Now that I am on vacation leave, James and I took the opportunity to go to the Avilon Zoo in Montalban, Rizal, with my oldest nephew, Vien. From our place in Cainta, we went to Sta Lucia East Mall for there is an FX terminal bound for Montalban. For P40, we snaked through the streets of Marikina, San Mateo and then Rodrigiuez to what seemed like a day’s travel to such unknown lands. At last we reached the landmark gas station, rode a tricycle to the zoo along a very rocky path.

The fee was P300 for adults and P200 for kids and a tour guide for P400. We no longer took a guide so we had a lunch first (yes, we went there during high noon, under the glaring sun of Rizal!) and saw three arapaimas in the large pond. Armed with Off lotion slathered on our skin, bottles of cold water and lots of face towels, we went inside the zoo to look at the animals.

We first saw the numerous geese, swans and ducks and then the pet animals and then the farm animals. The Martha-wannabe in me dreams of having my own farm taking care of silver pheasants, golden pheasants, peafowls and swans! Then we went to the arid habitat section where we saw the small fennec foxes and snobbish caracal. It was a bad timing for us for certainly these animals are taking cover from the midday sun. Then we went to see the flightless birds section where I saw ostriches and learned that there are several types of cassowary!

__Tasks for this exercise__
a - Can you repeat the zoo trip account word for word, starting at "The fee was" and ending at "at the animals."?
b - In the zoo trip account, what did the visitors arm themselves with before going inside the zoo to look at the animals?
You won't need the data for anything here.

__Source material__

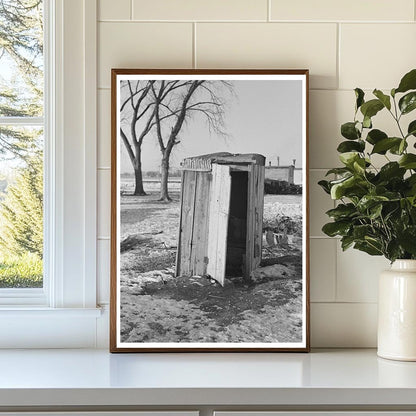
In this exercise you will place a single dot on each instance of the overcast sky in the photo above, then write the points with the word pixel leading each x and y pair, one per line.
pixel 264 117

__Answers for this exercise__
a -
The fee was P300 for adults and P200 for kids and a tour guide for P400. We no longer took a guide so we had a lunch first (yes, we went there during high noon, under the glaring sun of Rizal!) and saw three arapaimas in the large pond. Armed with Off lotion slathered on our skin, bottles of cold water and lots of face towels, we went inside the zoo to look at the animals.

b -
- Off lotion slathered on their skin
- Bottles of cold water
- Lots of face towels